> 提供テキスト:
------------------------------------------------------------------------

サッカーダイジェスト山内編集長、離任。

ドイツワールドカップ以降、唯一に近い形で協会批判を展開してくれたサッカー専門誌サッカーダイジェストの山内編集長が離任するとのこと。詳しい事情はご本人と実際の会社の人しか分からないことでしょうが、サッカーダイジェスト9.5号(NO868)の123Pのコラムを読みました。
必死に行間を読もうとしましたが、結局のところ、本当の理由は分かりません。しかしその文章からは、何かをやり遂げた清清しさよりも、志半ばで離れることになった無念さの方を感じてしまいます。


以下、一部引用させていただきます。

伝えたかったのは、サッカーはピッチの上だけではない、ということ。サッカーのある生活と風景、そこに集う人々の、この素晴らしきスポーツを愛して止まない想いを表現したかった。いまやサッカーが大きな利益や利権を生み出すビックビジネスであるのは紛れもない事実だけれど、それでもサッカーは誰のものでもない、それを愛するすべての人々のものだという、当たり前ながら失われがちなものを、青臭くても書き綴って生きたい。それが私のスタンスだった。

------------------------------------------------------------------------

保存済みデータ:
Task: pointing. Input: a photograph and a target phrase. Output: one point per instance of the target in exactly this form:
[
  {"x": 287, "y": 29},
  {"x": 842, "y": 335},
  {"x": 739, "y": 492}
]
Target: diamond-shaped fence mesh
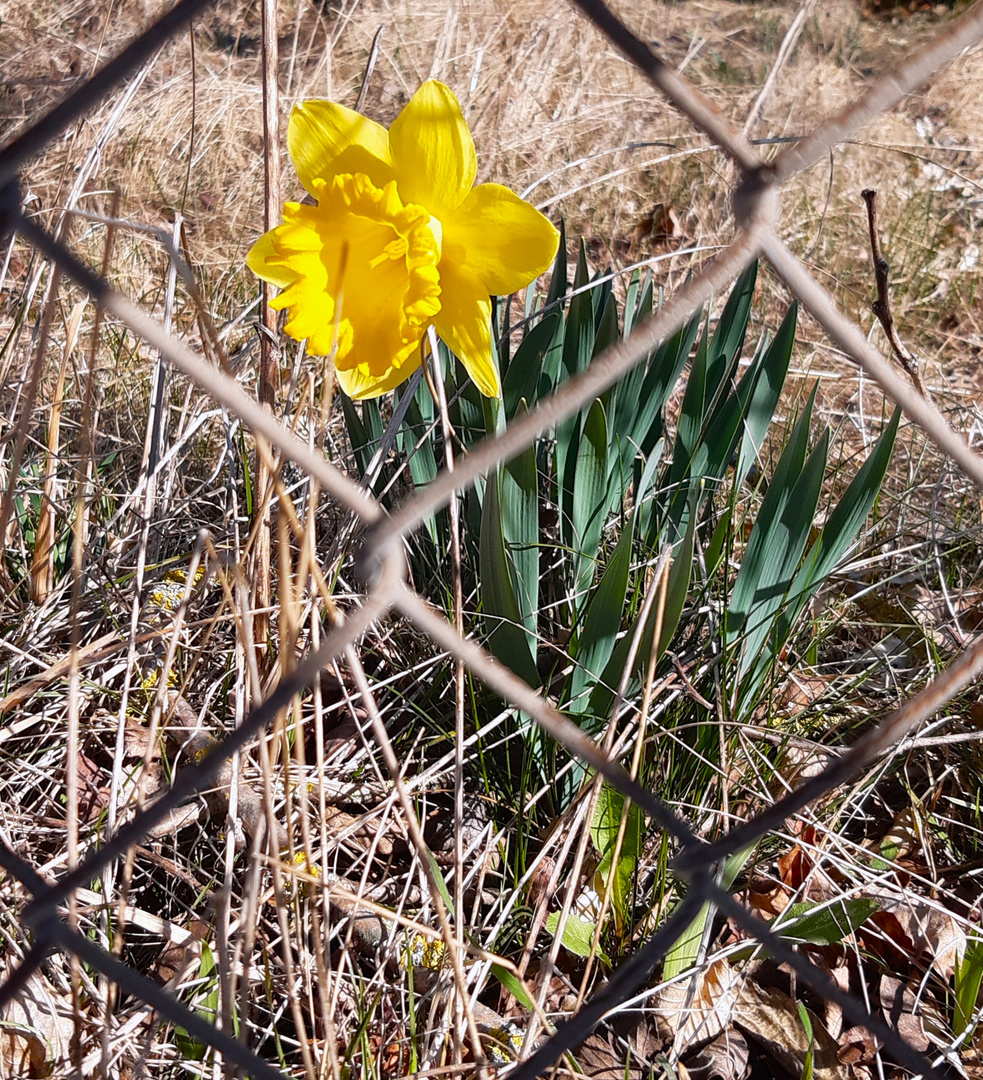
[{"x": 51, "y": 895}]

------------------------------------------------------------------------

> 実施事項:
[1] 山内編集長の離任についての文章で、筆者が読んだコラムは、サッカーダイジェストの何号の何ページに載っていましたか?
[2] 次の(a)〜(c)は、山内編集長の離任についての文章の内容と合っていますか?それぞれ「はい」か「いいえ」で答え、判断の根拠となる本文の語句をそのまま引用してください。
(a) 筆者はコラムを読んで、離任の本当の理由が分かった。
(b) 筆者はコラムから、やり遂げた清清しさよりも無念さを強く感じた。
(c) 引用部分では、サッカーはピッチの上だけのものだと述べられている。
[3] 山内編集長の離任についての文章を、最後の一文の後から書き継いでください。
このデータは別の出所から取得したものです。

> 解答一覧:
[1] 9.5号(NO868)の123ページです。

[2]
(a) いいえ。「結局のところ、本当の理由は分かりません」
(b) はい。「何かをやり遂げた清清しさよりも、志半ばで離れることになった無念さの方を感じてしまいます」
(c) いいえ。「サッカーはピッチの上だけではない」

[3]
山内編集長にとって、現在の日本サッカー、ひいては日本代表は”誰のもの”に感じられていたのでしょうね。このコラムに挿入された写真が『川淵会長にNO』と書かれたデモの写真であることは、意味深です。

8月9日に行われた川淵会長の解任を求めるデモの始終を見届けた。その是非の議論もあるようだが、デモに参加したサポーターやファンの、サッカーは「誰か」のものではない、との意思表示に大きな意義を感じた。愛するサッカーと、サッカーのある生活を守ろうとする多くの人々の想いに対して、今後も報じる側としてほんのわずかでも響き合い、応えていけたらと思っている。


今後どのような場で山内氏の言葉や文章に出会えるのかは分かりませんが、これからも氏の活躍できる場所があり、”健全な批判”というものを許容できるサッカー界であることを願ってやみません。


最後に、同じページに掲載されている山内氏と時を同じくしてサッカーダイジェスト誌を離れる日野編集部員の文章も一部引用させていただきます。

これから日本サッカーをより良くしていくために、日本代表を強くしていくために、もっとみんなが健全な批判精神を養わなければ。もちろん、何がなんでも噛み付けばいいというわけではない。さっきも言ったように、良いものは良い、悪いものは悪いということ。そのための判断基準を提供するのがメディアの役割だし、特に専門誌にかかる期待は大きい。今まで以上にダイジェストの批判力が必要になると思う。


今号をもって編集部を離れる両氏のこれからの活躍を願うと共に、これからのサッカーダイジェスト誌が”健全な批判精神”を持ち続ける良質なメディアとして存在し続けられるのかどうか、見守りたいと思います。


サッカーは誰のもの?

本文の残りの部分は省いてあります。